- **Reading text**:
···
Over the last few months, the NDP's new 30-Point Housing Affordability Plan has received its fair share of criticism. And while I can sympathize with some it, this latest chapter is out of control.

As you may recall, the so-called "school tax" has become a flashpoint over larger frustrations with the provincial government. And if you were to listen to the tax's critics, you might imagine the NDP is hell-bent on transforming B.C. into a communist haven.

There have been protests at City Hall, and signs on the lawns of homes on Vancouver's west side, decrying the tax, which would raise fees by 0.2 per cent on properties valued at more than $3 million and 0.4 per cent on homes assessed at more than $4 million.

According to municipal staff in West Vancouver, the home owner of a $3.5 million will have to pay an extra $1,000 annually, and the owner of $4-million home would will pay an additional $5,271.
···
- **Entries shown**:
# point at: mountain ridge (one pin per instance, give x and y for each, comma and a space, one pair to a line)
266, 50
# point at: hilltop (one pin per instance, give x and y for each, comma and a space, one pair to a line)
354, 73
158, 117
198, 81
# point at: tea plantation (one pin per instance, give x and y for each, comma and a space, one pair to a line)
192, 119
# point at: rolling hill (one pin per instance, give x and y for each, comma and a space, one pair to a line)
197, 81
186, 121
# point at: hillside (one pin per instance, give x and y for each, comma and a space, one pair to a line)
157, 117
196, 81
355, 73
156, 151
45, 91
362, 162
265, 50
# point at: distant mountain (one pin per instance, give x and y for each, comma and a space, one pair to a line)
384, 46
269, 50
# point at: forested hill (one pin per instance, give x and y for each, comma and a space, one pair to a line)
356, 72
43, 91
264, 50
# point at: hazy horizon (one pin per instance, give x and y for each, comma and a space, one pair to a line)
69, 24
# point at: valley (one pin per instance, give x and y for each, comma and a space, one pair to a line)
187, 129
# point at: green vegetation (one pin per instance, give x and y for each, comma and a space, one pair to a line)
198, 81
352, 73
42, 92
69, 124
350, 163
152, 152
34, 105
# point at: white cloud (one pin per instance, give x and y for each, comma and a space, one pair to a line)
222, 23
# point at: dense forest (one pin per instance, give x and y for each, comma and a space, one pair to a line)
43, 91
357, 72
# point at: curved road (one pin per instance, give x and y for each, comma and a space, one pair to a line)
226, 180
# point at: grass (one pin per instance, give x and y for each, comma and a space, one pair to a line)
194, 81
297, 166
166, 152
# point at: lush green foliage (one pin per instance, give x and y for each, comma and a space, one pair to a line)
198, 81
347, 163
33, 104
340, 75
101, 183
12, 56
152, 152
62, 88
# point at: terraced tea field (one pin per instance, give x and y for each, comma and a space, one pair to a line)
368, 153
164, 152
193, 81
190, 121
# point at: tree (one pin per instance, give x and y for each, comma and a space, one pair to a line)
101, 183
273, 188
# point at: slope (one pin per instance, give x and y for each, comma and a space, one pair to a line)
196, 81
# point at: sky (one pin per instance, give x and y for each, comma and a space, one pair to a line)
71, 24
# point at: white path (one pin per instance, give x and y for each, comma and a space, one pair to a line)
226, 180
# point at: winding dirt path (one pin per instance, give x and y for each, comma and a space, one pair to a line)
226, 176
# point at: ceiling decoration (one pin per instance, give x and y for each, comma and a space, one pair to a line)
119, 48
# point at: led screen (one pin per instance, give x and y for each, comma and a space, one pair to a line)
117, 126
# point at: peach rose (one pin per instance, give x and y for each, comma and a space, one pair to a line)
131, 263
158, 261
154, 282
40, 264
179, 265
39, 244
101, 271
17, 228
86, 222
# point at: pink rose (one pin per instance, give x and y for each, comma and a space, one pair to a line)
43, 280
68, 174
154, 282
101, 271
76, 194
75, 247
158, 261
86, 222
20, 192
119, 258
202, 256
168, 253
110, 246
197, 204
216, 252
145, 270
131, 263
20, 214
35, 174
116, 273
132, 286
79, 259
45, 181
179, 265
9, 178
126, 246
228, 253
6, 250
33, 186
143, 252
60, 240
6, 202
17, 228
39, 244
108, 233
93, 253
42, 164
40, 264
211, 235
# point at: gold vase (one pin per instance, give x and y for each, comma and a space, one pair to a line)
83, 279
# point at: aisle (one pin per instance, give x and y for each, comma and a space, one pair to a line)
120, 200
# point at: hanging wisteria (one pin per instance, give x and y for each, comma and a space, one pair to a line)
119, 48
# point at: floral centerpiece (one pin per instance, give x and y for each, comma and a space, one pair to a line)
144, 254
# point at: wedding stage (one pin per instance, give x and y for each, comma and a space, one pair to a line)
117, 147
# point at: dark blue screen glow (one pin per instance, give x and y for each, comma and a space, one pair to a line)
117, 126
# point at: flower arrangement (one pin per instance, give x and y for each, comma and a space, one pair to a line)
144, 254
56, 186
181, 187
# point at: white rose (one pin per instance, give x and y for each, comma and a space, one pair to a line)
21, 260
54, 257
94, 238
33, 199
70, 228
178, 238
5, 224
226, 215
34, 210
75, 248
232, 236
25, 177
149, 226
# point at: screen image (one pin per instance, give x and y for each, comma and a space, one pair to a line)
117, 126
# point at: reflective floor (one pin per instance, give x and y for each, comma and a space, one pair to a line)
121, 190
···
- **Complete the following**:
**a.** Answer these questions using the text on the school tax:
(i) What increase does the tax apply to properties valued at more than $3 million?
(ii) Where have signs decrying the tax been put up?
(iii) According to municipal staff in West Vancouver, how much more will the owner of a $4-million home pay?
**b.** Reproduce the passage from the text on the school tax starting at "As you may recall, the" and ending at "than $4 million.".

- **Outputs for the tasks**:
**a.**
(i) 0.2 per cent
(ii) On the lawns of homes on Vancouver's west side
(iii) An additional $5,271

**b.**
As you may recall, the so-called "school tax" has become a flashpoint over larger frustrations with the provincial government. And if you were to listen to the tax's critics, you might imagine the NDP is hell-bent on transforming B.C. into a communist haven.

There have been protests at City Hall, and signs on the lawns of homes on Vancouver's west side, decrying the tax, which would raise fees by 0.2 per cent on properties valued at more than $3 million and 0.4 per cent on homes assessed at more than $4 million.